Job 1:
Arrange the data items, everything from the start down to the line containing "128L73 128L73 135L74", as a two-column CSV with the columns request and answer. Give one row per request, with each field in quotation marks and line breaks turned into spaces, and leave the pictures out.
---------- Reading passage ----------
Some book-length jobs arrive in a single file. Others have a file for each chapter, plus frontmatter, backmatter, author’s bio, and maybe captions and other stuff. Multiple files can be attached to a single email, so the client zips them into a single compressed file and sends it that way.

When I receive it, I save the file in the appropriate folder and unzip it. Voilà, all the individual files are there in their own folder, waiting to be opened and worked on.

Z also stands for zed, which is in fact how the last letter of the alphabet is pronounced in lots of places. And here are, on the last day of April, at the end of the alphabet.

Wow. I did it!

A couple of days ago I panicked. In the A–Z Challenge you were supposed to get Sundays off, but  Saturday was “Y Is for You” so Z was going to have to come on either Sunday or the first of May. Had I missed a day, or a letter? I grabbed my chairside calendar and counted. Three times I counted, and every time Z fell on Sunday, April 30.

Whew.

The lesson for me here is that I can come up with stuff to say almost every day of the month. I don’t have time and I have nothing to say and I’m too tired and I’m not inspired today and That’s too obvious and I said that already are just excuses. Start writing and the words will come.

I knew that already, right? So do you. That’s what this blog is about. But it’s something we have to keep learning and relearning. The alphabet may come to an end, but the writing doesn’t.

Write on!

X Is for X-Acto Knife

I was going to feature an image of my two X-Acto knives, a #1 and a #2, in their plastic case, but case and knives have vanished from the drawer where I keep miscellaneous office supplies. Could they be hiding somewhere else in this not-very-large studio apartment? Could I have lent or given them to someone? No idea.

Here’s what a #2 X-Acto looks like.

What I wanted to blog about was how we produced documents in the days before the digital age made it all a helluva lot easier. My X-Actos may have vanished, but I still have a few relics from back then, so here goes.

In my antiwar movement and student government days, late 1960s and early ’70s, photocopiers were generally inaccessible to us scruffy activist types, so to make multiple copies of anything we had to prepare a stencil and run it on (usually) a mimeograph or (sometimes) a Gestetner machine. What I recall most vividly about the Gestetner is its penchant for unexpectedly spewing ink in all directions.

Typos were a bear to correct on a mimeograph stencil, so accuracy at the keyboard was a plus. I didn’t learn how to type till several years later, after I learned that female liberal arts graduates were pretty much unemployable without clerical skills. Nevertheless, in college I did make some money typing papers for my fellow students, who realized that though I might type with my two forefingers, I would also correct their grammatical and spelling errors as I went. I didn’t know what an editor was at that point, but clearly I was on the way to becoming one.

In those days the guys did the writing and public speaking; the girls did the typing and ran the various duplicating machines. Supposedly the guys were innately adept at things mechanical, but when the mimeograph or the Gestetner jammed or otherwise screwed up, the guys were nowhere to be found so of course the girls figured out how to do it ourselves. This was a contributing factor to the rise of the women’s liberation movement and the decline of the (male) New Left. Feminism meant, among other things, that though we still ran the machines, we also got to write the stuff we printed on them.
---------- Extracted material ----------
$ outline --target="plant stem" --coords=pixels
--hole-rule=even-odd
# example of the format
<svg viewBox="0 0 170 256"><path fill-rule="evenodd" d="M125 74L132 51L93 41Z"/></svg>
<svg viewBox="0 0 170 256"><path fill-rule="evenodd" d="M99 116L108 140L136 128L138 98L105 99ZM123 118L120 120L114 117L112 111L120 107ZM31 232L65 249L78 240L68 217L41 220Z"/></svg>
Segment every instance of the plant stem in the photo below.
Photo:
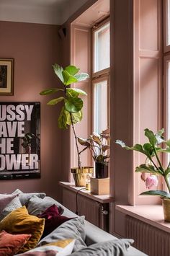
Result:
<svg viewBox="0 0 170 256"><path fill-rule="evenodd" d="M154 147L154 152L155 152L155 154L156 154L156 159L158 160L158 164L159 164L159 166L160 166L160 167L161 168L161 171L163 171L163 170L164 170L163 166L162 166L162 164L161 164L161 161L159 160L159 158L158 158L158 154L157 154L157 153L156 153L156 150L155 147Z"/></svg>
<svg viewBox="0 0 170 256"><path fill-rule="evenodd" d="M168 181L168 179L167 179L167 175L164 176L164 178L165 178L166 184L166 185L168 187L168 189L169 189L169 192L170 193L170 185L169 184L169 181Z"/></svg>
<svg viewBox="0 0 170 256"><path fill-rule="evenodd" d="M72 128L73 128L73 135L74 135L74 138L75 138L75 142L76 142L76 150L77 150L78 167L79 167L79 169L81 169L81 161L80 161L80 153L79 153L78 143L77 143L77 136L76 135L76 131L75 131L75 128L74 128L71 113L70 113L70 117L71 117L71 126L72 126Z"/></svg>

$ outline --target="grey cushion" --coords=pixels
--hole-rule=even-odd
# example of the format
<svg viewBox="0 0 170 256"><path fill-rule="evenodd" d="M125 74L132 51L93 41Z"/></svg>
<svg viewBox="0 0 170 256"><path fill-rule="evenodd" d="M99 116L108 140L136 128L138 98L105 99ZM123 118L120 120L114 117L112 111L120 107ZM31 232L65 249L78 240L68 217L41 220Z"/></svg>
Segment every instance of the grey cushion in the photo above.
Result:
----------
Job 2:
Answer these questions from the blog text:
(a) On what day and date did Z fall in the A–Z Challenge?
(b) What does the writer recall most vividly about the Gestetner?
(c) Which two X-Acto knives did the writer mean to show in the image?

Expected answer 1:
request,answer
"$ outline --target=""plant stem"" --coords=pixels --hole-rule=even-odd # example of the format <svg viewBox=""0 0 170 256""><path fill-rule=""evenodd"" d=""M125 74L132 51L93 41Z""/></svg> <svg viewBox=""0 0 170 256""><path fill-rule=""evenodd"" d=""M99 116L108 140L136 128L138 98L105 99ZM123 118L120 120L114 117L112 111L120 107ZM31 232L65 249L78 240L68 217L41 220Z""/></svg> Segment every instance of the plant stem in the photo below. Photo: Result:","<svg viewBox=""0 0 170 256""><path fill-rule=""evenodd"" d=""M154 147L154 152L155 152L155 154L156 154L156 159L158 160L158 164L159 164L159 166L160 166L160 167L161 168L161 171L163 171L163 170L164 170L163 166L162 166L162 164L161 164L161 161L159 160L159 158L158 158L158 154L157 154L157 153L156 153L156 150L155 147Z""/></svg> <svg viewBox=""0 0 170 256""><path fill-rule=""evenodd"" d=""M168 181L168 179L167 179L167 175L164 176L164 178L165 178L166 184L166 185L168 187L168 189L169 189L169 192L170 193L170 185L169 184L169 181Z""/></svg> <svg viewBox=""0 0 170 256""><path fill-rule=""evenodd"" d=""M72 128L73 128L73 135L74 135L74 138L75 138L75 142L76 142L76 150L77 150L78 167L79 167L79 169L81 169L81 161L80 161L80 153L79 153L78 143L77 143L77 136L76 135L76 131L75 131L75 128L74 128L71 113L70 113L70 117L71 117L71 126L72 126Z""/></svg>"

Expected answer 2:
(a) Sunday, April 30.
(b) Its penchant for unexpectedly spewing ink in all directions.
(c) A #1 and a #2.